**Collected data**
---+---

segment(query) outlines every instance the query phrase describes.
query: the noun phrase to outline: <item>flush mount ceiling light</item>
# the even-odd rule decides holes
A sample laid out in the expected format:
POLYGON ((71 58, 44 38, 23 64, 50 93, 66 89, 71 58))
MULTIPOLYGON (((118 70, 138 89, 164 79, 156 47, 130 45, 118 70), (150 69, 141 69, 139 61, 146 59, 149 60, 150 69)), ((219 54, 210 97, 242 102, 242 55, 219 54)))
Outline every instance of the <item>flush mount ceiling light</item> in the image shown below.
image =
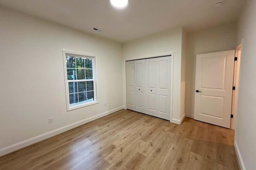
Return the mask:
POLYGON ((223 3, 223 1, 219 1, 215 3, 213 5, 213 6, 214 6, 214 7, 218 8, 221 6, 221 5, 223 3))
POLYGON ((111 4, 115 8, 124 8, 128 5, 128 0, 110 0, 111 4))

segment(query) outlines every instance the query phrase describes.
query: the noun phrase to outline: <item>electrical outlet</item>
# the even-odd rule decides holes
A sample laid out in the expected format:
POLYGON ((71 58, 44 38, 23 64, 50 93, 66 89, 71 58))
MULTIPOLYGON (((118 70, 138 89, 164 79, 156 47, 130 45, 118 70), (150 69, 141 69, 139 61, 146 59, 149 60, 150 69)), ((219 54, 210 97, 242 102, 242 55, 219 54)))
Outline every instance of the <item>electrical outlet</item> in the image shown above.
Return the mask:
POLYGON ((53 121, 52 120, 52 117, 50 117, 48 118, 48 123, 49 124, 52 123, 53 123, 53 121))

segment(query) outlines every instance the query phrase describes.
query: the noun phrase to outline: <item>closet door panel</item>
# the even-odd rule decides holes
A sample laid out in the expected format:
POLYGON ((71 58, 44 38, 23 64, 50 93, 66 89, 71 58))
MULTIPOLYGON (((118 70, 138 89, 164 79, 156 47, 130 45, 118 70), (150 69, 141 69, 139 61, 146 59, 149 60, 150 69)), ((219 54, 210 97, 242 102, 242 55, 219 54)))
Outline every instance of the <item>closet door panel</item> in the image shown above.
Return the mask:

---+---

**WORK TO DO**
Format the lines of all the rows above as a numbered list, skipping blank lines and leaving out the pictures.

**SOLUTION FOR THIS TASK**
1. segment(query) outlines every instance the query phrase describes.
2. query: the noun phrase to outline: <item>flush mount ceiling light</item>
3. # the even-odd rule decides holes
4. A sample laid out in the expected format:
5. POLYGON ((71 58, 44 38, 23 64, 50 93, 66 89, 71 58))
6. MULTIPOLYGON (((118 70, 138 89, 164 79, 156 47, 130 45, 118 70), (150 69, 141 69, 139 61, 146 59, 149 60, 150 69)), ((219 54, 210 97, 242 102, 242 55, 219 54)))
7. Outline every instance of the <item>flush mount ceiling light</item> in the image shown below.
8. image =
9. Return the mask:
10. POLYGON ((223 3, 223 1, 219 1, 215 3, 213 5, 213 6, 214 6, 214 7, 218 8, 221 6, 221 5, 223 3))
11. POLYGON ((111 4, 115 8, 124 8, 128 5, 128 0, 110 0, 111 4))
12. segment(query) outlines every instance the query phrase describes.
13. query: the noun phrase to outline: <item>electrical outlet</item>
14. # the even-odd rule decides holes
15. A sample laid out in the expected format:
16. POLYGON ((71 58, 44 38, 23 64, 50 93, 66 89, 71 58))
17. MULTIPOLYGON (((118 70, 138 89, 164 79, 156 47, 130 45, 118 70), (150 69, 141 69, 139 61, 146 59, 149 60, 150 69)), ((219 54, 210 97, 242 102, 242 55, 219 54)))
18. Outline every instance of the <item>electrical outlet</item> in the image shown above.
19. Return the mask:
20. POLYGON ((53 121, 52 120, 52 117, 50 117, 48 118, 48 123, 49 124, 52 123, 53 123, 53 121))
21. segment(query) outlines every instance the query phrase describes.
22. query: the noun phrase to outline: <item>closet door panel</item>
23. # the even-odd rule decides holes
24. A sample laid out in the expected format:
25. POLYGON ((71 58, 44 38, 23 64, 50 93, 66 89, 71 58))
26. MULTIPOLYGON (((118 70, 138 89, 164 79, 156 47, 130 45, 118 70), (150 69, 141 69, 139 61, 146 59, 149 60, 150 69)), ((219 54, 210 97, 242 102, 242 55, 219 54)))
27. Outline every instance of the <item>closet door panel</item> in the image shown above.
28. Return the mask:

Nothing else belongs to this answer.